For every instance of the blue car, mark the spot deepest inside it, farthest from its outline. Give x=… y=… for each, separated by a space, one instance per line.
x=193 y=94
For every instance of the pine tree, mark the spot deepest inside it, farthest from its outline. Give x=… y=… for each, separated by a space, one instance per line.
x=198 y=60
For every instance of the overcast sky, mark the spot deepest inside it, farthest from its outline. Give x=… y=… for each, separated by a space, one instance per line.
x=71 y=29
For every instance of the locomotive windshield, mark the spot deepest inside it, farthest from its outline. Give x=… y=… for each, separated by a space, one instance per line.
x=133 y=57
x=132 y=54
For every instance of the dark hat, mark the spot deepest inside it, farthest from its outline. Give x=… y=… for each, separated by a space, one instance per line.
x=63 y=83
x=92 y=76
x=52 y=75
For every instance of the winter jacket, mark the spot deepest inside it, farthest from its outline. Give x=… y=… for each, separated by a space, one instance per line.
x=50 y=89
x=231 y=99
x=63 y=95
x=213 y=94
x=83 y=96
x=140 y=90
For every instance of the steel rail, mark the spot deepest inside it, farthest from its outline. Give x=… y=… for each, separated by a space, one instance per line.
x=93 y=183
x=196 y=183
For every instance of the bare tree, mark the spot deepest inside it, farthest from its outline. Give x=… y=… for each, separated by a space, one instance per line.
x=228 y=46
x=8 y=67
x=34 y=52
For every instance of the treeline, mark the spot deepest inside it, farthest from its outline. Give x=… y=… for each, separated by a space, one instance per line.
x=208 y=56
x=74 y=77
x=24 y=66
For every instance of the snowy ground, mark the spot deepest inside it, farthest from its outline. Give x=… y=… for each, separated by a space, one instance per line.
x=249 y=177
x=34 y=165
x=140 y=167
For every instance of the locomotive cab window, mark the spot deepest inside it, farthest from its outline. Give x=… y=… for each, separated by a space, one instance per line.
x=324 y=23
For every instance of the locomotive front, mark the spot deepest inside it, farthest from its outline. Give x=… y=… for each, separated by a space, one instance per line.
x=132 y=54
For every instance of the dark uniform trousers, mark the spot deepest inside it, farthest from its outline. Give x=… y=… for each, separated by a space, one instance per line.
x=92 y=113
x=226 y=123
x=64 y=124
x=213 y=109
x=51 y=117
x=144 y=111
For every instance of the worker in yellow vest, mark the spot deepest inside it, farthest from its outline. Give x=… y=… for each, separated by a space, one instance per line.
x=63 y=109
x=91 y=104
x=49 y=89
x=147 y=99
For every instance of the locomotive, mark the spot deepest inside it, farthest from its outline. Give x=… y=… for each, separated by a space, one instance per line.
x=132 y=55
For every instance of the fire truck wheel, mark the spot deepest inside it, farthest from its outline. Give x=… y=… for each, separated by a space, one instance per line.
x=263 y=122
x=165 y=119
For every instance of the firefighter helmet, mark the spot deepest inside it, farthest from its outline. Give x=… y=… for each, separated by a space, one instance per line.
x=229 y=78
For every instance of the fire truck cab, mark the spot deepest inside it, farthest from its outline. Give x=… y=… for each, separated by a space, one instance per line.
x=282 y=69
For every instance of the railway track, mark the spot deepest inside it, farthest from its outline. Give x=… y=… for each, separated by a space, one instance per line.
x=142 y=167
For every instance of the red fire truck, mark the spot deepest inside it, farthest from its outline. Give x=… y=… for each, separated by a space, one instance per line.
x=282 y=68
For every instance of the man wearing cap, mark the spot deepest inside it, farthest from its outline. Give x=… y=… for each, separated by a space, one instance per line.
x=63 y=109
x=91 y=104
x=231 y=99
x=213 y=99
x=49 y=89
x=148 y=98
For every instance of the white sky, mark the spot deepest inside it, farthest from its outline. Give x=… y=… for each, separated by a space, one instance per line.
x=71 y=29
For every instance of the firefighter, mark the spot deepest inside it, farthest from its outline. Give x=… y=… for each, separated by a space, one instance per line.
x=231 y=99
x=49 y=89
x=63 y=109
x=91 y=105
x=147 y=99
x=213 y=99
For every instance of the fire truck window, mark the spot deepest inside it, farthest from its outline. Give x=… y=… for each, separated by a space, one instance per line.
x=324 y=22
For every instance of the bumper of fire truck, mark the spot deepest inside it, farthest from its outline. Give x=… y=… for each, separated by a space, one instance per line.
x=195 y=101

How to complete this task
The listing above is to be copied exactly, in full.

Solution to this problem
For every instance of the blue car, mark the spot deepest inside it, farthest from its outline. Give x=… y=… for each, separated by a space, one instance per line.
x=193 y=94
For every instance of the pine tree, mark the spot deepest inside it, farthest from its outline. Give x=… y=… for each, separated by a space, one instance per line.
x=198 y=60
For every instance of the overcast sky, mark the spot deepest inside it, farthest from its outline. Give x=… y=… for each, separated by a space, one instance per line.
x=71 y=29
For every instance of the locomotive windshield, mark the spot deepest inside it, farthest from its outline. Give x=… y=… for each, separated by a space, one instance per line.
x=133 y=57
x=132 y=54
For every instance of the dark hat, mark the spot deepest inside it, farthest from its outline. Give x=… y=… for each, separated by a space, one instance per line.
x=63 y=83
x=92 y=76
x=52 y=75
For every instance of the winter jacket, mark the spot deepest inside it, farthest from its outline. Give x=… y=… for each, separated by a space, one instance per line.
x=50 y=89
x=231 y=99
x=63 y=95
x=213 y=94
x=83 y=96
x=140 y=90
For every instance of the steel rail, mark the spot deepest inside it, farthest from its outline. Give x=… y=… for each, separated by a space, one instance per line.
x=93 y=183
x=196 y=183
For every instance of the bare tree, mark the spot deepest inside it, farthest from its outline. Give x=… y=… for each, separated by a space, one instance per line.
x=228 y=46
x=8 y=67
x=34 y=52
For every instance of the treeline, mark the spot deepest inside it, farthest from its outline. Give x=… y=… for each, separated by a space, one instance per line.
x=208 y=56
x=74 y=77
x=24 y=66
For every instance of the snowy ground, mark the spot deepest inside it, farthest from its outline. Give x=… y=… for each, separated by a space, one instance per line.
x=249 y=177
x=34 y=165
x=140 y=167
For every instance of the locomotive cab window, mark the spot deepest inside it, farthest from its outline. Give x=… y=… for each, separated by a space, one instance per line.
x=324 y=23
For every instance of the locomotive front, mark the spot deepest inside it, farthest from its outline. Give x=… y=… for each, separated by a space, one instance per line.
x=132 y=54
For every instance of the dark uniform trousers, mark the spot deepest inside it, farthest from its outline. Give x=… y=… for each, separated by a space, one instance per line.
x=92 y=113
x=226 y=123
x=64 y=124
x=213 y=109
x=51 y=117
x=144 y=111
For every instance of the worker in yellow vest, mark the spot deepest inside it, farthest from its outline. Give x=… y=… for each, separated by a space, one instance per line.
x=63 y=109
x=91 y=104
x=49 y=89
x=147 y=99
For every instance of the locomotive, mark the spot deepest inside it, farthest from its outline. Give x=… y=… for each, separated by a space, one instance per line.
x=132 y=55
For every instance of the fire truck wheel, mark the spot deepest inside it, farthest from its outline. Give x=… y=… for each, separated by a space, one instance per line.
x=263 y=122
x=165 y=119
For every instance of the firefighter helmet, mark the spot deepest inside it, farthest from its outline. Give x=… y=… for each, separated by a space, one instance per line.
x=229 y=78
For every instance of the fire truck cab, mark the spot deepest inside it, farthest from its outline. Give x=… y=… for each, separated by a space, one instance per line.
x=282 y=69
For every instance of the railway track, mark the spot deepest inside it, farthest from its outline. Give x=… y=… for each, separated by a space, one instance per line.
x=142 y=167
For every instance of the red fire truck, mark the spot deepest inside it, farthest from its outline. Give x=… y=… for each, separated by a space, one instance per line.
x=282 y=68
For every instance of the man wearing cap, mark the spot deepest inside it, farthest from its outline. Give x=… y=… for each, separated by a space, one instance per line.
x=63 y=109
x=91 y=104
x=231 y=99
x=213 y=99
x=49 y=89
x=148 y=98
For every instance of the white sky, mark the spot deepest inside it, farthest from its outline. Give x=… y=… for each, separated by a space, one instance per line.
x=71 y=29
For every instance of the firefighter, mark the spot deepest inside it, farthest from its outline. Give x=… y=… for each, separated by a space, one instance per line.
x=231 y=99
x=49 y=89
x=63 y=109
x=91 y=105
x=147 y=99
x=213 y=99
For every instance of the fire truck window, mark the spot deepest inside it, farthest from its outline. Give x=… y=… for each, separated by a space, one instance per line.
x=324 y=22
For every instance of the bumper of fire truck, mark the spot deepest inside it, farthest from its outline. Give x=… y=… for each, separated by a space, one instance per line.
x=195 y=101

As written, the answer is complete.